Report each line in the rows below that contains the word "positive".

-- The data follows --

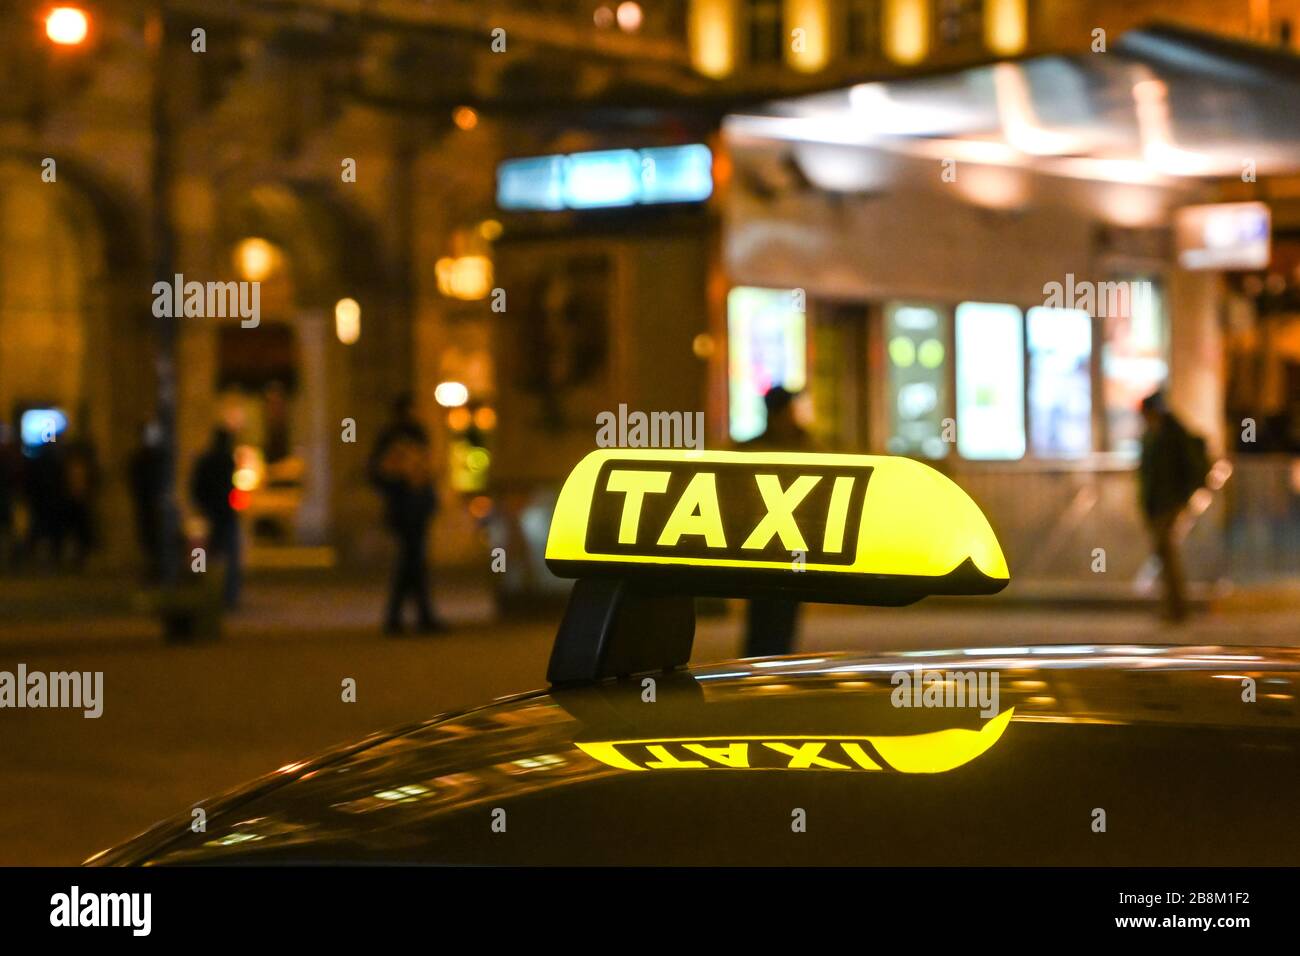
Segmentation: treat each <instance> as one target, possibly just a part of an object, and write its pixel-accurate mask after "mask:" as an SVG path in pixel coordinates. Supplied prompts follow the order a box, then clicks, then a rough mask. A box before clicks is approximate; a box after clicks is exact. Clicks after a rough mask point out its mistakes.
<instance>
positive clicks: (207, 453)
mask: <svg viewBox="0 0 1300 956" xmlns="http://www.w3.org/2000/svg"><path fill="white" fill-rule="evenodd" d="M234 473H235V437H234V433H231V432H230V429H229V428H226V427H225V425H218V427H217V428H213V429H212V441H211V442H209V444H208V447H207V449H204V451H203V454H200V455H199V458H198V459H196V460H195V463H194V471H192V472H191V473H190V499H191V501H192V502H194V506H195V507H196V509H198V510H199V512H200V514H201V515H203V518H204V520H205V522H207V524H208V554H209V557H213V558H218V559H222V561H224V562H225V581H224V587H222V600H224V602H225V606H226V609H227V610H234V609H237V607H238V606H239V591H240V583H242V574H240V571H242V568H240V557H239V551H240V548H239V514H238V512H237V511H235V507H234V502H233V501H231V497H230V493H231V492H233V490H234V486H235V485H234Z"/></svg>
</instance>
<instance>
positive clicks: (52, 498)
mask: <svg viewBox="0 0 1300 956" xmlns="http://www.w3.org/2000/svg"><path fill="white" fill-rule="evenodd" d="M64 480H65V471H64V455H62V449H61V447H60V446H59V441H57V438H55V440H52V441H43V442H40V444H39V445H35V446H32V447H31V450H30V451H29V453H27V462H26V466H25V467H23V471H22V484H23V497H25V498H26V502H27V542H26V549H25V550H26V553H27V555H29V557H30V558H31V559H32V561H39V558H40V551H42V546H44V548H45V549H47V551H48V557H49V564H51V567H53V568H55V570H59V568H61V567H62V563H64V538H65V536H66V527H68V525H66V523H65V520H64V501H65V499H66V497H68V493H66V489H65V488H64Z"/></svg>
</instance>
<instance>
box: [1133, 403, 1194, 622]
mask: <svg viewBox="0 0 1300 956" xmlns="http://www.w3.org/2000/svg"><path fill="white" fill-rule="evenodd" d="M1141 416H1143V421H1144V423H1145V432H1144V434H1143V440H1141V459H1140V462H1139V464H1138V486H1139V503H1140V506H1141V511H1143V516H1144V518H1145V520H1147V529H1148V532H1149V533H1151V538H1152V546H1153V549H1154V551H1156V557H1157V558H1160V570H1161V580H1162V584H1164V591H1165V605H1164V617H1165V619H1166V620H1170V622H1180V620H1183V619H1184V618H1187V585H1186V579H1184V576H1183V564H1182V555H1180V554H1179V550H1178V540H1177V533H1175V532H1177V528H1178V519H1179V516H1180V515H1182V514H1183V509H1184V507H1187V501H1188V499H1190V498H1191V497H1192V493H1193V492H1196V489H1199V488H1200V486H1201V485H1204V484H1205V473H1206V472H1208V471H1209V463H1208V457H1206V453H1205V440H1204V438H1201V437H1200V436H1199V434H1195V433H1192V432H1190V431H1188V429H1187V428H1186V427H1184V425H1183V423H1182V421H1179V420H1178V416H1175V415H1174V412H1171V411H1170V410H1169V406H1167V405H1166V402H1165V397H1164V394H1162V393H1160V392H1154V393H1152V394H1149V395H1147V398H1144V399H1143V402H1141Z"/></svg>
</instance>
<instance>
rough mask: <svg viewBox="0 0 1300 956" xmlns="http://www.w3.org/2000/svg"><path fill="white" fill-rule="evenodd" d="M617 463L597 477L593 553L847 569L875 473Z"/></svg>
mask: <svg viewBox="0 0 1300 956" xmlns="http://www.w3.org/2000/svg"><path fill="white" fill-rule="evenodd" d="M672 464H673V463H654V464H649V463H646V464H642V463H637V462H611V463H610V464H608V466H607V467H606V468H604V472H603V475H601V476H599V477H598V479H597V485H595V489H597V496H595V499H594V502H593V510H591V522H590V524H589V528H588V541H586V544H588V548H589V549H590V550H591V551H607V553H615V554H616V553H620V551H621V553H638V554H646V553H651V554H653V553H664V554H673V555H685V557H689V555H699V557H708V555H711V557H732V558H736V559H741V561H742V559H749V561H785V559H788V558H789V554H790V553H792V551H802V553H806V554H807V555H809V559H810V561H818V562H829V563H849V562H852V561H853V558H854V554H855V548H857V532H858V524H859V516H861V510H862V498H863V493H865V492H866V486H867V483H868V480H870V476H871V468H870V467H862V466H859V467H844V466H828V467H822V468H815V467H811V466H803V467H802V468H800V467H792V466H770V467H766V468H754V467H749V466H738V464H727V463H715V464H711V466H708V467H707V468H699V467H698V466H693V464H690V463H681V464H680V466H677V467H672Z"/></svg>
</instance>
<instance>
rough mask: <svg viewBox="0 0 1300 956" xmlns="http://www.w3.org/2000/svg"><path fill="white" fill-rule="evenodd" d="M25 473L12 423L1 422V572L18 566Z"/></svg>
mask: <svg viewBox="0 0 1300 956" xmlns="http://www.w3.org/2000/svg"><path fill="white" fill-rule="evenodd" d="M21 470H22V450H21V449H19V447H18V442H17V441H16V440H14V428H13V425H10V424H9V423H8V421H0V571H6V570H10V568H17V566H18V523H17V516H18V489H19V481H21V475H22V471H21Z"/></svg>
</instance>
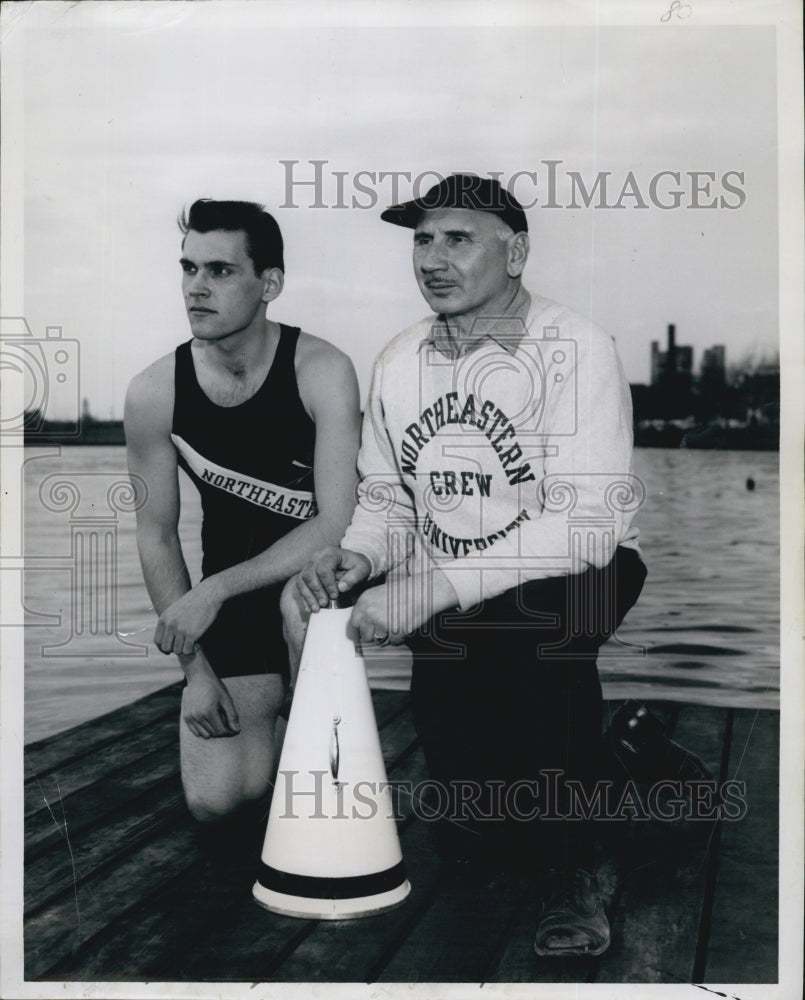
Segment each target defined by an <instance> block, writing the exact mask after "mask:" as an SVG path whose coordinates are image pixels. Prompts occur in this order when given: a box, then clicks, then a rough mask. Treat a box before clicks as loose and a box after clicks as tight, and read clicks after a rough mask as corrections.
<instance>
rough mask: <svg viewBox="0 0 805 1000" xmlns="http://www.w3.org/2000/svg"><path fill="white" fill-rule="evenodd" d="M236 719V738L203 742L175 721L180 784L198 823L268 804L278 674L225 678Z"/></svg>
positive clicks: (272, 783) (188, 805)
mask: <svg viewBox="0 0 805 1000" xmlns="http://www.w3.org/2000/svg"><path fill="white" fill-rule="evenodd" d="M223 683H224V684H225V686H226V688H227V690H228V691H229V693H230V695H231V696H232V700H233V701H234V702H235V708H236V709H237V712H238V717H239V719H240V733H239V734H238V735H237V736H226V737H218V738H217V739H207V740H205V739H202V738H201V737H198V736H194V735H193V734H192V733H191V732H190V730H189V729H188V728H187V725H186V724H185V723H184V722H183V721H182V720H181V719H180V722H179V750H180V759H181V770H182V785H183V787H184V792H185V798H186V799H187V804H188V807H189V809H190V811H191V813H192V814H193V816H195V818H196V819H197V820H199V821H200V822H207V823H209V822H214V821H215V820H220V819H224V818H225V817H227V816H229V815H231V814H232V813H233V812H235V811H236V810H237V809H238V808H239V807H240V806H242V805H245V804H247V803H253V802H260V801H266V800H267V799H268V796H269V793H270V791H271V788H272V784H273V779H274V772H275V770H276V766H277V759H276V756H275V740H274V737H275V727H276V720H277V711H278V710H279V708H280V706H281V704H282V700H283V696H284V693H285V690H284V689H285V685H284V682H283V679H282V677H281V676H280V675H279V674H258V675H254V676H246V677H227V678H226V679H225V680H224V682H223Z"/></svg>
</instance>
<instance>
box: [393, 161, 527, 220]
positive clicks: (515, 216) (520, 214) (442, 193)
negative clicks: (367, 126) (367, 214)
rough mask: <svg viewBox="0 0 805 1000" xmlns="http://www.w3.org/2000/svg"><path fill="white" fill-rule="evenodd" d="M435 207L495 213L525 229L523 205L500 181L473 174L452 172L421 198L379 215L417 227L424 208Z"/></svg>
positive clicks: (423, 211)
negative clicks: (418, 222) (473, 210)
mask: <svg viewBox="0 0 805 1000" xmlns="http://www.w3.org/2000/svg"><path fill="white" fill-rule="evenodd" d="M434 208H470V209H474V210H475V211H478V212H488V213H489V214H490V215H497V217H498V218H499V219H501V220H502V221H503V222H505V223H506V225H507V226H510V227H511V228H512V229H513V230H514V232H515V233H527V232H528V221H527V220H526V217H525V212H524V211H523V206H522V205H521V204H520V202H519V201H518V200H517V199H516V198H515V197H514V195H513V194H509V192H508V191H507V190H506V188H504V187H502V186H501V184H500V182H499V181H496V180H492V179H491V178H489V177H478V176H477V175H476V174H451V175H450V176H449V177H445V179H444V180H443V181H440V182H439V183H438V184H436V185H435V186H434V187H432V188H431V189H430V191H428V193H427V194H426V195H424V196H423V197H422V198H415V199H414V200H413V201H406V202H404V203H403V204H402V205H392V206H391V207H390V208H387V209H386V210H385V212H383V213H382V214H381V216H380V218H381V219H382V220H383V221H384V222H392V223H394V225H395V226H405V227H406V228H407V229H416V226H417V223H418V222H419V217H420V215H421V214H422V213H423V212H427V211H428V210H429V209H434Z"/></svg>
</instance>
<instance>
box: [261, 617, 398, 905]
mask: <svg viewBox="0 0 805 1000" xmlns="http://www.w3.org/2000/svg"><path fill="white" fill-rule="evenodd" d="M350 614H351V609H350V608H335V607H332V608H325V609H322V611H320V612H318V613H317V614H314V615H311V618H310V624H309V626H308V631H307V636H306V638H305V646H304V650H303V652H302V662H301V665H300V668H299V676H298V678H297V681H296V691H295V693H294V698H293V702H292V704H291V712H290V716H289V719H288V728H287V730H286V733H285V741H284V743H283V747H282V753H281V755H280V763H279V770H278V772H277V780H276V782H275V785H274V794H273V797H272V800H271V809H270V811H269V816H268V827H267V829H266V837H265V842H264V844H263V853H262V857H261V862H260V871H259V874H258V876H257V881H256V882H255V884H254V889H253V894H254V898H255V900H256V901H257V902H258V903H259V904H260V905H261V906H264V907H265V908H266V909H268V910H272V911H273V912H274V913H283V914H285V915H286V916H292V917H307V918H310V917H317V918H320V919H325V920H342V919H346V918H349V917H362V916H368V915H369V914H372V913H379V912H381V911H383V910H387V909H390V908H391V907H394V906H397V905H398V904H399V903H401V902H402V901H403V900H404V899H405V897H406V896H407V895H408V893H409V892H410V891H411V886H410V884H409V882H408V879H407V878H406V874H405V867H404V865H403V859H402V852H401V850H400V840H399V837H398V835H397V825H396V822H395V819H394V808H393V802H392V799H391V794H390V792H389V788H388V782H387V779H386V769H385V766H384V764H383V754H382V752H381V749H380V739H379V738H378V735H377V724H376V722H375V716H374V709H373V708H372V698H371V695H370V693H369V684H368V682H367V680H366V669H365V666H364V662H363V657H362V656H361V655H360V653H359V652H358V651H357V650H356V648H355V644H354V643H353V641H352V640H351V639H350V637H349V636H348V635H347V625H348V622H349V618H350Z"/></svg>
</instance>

-- The data concluded --

▶ Exercise answer
positive clicks: (207, 453)
positive clicks: (52, 498)
positive clicks: (272, 783) (188, 805)
positive clicks: (515, 216) (520, 214) (442, 193)
positive clicks: (423, 211)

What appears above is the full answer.